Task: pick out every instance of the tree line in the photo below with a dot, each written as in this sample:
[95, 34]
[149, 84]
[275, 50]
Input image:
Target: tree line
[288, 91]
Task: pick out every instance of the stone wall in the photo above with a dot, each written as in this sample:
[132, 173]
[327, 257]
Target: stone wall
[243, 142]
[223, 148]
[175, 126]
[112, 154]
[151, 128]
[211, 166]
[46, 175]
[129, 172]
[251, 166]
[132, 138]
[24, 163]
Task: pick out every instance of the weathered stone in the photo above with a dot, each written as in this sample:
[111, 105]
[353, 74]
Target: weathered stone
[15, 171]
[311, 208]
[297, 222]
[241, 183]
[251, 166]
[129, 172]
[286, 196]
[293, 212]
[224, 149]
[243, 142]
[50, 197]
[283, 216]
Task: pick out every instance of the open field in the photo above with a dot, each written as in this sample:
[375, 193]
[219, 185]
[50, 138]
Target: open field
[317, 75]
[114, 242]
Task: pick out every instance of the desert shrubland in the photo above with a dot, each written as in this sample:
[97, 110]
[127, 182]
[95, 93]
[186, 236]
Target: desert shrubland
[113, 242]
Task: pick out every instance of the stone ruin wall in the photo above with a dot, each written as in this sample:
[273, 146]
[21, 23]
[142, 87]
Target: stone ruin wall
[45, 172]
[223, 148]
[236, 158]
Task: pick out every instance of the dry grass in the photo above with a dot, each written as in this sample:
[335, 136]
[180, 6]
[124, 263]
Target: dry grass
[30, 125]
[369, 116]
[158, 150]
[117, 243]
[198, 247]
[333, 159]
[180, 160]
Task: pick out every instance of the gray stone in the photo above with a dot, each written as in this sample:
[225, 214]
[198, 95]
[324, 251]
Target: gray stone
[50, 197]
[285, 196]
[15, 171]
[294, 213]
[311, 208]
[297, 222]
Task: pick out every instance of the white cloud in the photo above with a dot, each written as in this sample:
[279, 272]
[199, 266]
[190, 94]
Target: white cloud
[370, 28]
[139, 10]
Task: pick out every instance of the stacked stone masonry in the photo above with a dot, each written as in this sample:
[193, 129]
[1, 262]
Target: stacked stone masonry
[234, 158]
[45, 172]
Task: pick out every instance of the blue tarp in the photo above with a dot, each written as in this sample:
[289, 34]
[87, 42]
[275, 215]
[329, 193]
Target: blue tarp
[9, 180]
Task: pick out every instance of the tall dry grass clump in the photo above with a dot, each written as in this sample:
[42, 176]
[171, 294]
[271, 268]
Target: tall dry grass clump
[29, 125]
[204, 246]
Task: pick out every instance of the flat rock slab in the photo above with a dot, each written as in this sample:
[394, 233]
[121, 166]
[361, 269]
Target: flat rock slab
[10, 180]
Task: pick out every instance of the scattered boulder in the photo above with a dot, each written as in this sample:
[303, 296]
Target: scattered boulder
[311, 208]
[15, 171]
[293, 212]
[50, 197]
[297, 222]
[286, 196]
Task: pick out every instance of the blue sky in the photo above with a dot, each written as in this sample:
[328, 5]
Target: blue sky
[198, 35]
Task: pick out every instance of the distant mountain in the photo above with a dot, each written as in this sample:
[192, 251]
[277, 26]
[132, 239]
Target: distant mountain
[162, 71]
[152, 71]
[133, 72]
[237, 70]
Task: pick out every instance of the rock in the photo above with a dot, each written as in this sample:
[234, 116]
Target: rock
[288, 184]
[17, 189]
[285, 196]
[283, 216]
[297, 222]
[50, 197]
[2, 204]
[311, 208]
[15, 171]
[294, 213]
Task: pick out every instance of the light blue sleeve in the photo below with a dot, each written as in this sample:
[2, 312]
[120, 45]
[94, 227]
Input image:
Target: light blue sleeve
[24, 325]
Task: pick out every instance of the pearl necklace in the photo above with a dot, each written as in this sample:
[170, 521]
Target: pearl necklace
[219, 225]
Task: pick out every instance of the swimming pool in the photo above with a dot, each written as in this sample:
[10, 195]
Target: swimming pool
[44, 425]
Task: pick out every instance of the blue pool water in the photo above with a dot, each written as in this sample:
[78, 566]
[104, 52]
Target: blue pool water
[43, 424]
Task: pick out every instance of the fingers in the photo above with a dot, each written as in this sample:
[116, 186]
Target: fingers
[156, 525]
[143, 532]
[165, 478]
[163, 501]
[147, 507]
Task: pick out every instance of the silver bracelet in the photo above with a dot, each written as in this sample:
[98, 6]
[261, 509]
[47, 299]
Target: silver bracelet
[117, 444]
━━━━━━
REQUIREMENT – Find the line that contains "Task: pick out every instance of the rock" in the listing above. Retype it and every line after it up to the last, exactly, and nothing else.

EXERCISE OUTPUT –
Task: pick out every instance of the rock in the photo above with a dot, each written as in this sample:
[234, 116]
Target: rock
[288, 184]
[17, 189]
[285, 196]
[283, 216]
[297, 222]
[50, 197]
[2, 204]
[311, 208]
[15, 171]
[294, 213]
Task: pick out every instance of the light blue sleeve in the photo below with a dot, each written as in this sample:
[2, 312]
[120, 45]
[94, 227]
Input image:
Target: light blue sleeve
[24, 325]
Task: pick out every instance of the pearl necklace in the photo above with a dot, each written as in this sample:
[170, 521]
Target: pearl necklace
[219, 225]
Task: pick out every instance of the swimming pool in the photo above with a dot, each written as in this sample:
[10, 195]
Target: swimming pool
[44, 425]
Task: pick out every instance of the blue pool water in the photo above with a dot, each written as in this sample:
[78, 566]
[104, 52]
Target: blue pool water
[43, 424]
Task: pick out every instance of the fingers in the photo above with a dot, each written as in this sample:
[116, 186]
Target: fingers
[156, 525]
[143, 532]
[165, 478]
[163, 501]
[147, 507]
Task: pick out every instance of the silver bracelet in the photo above with a dot, each written as in this sample:
[98, 6]
[261, 509]
[47, 299]
Target: silver bracelet
[117, 444]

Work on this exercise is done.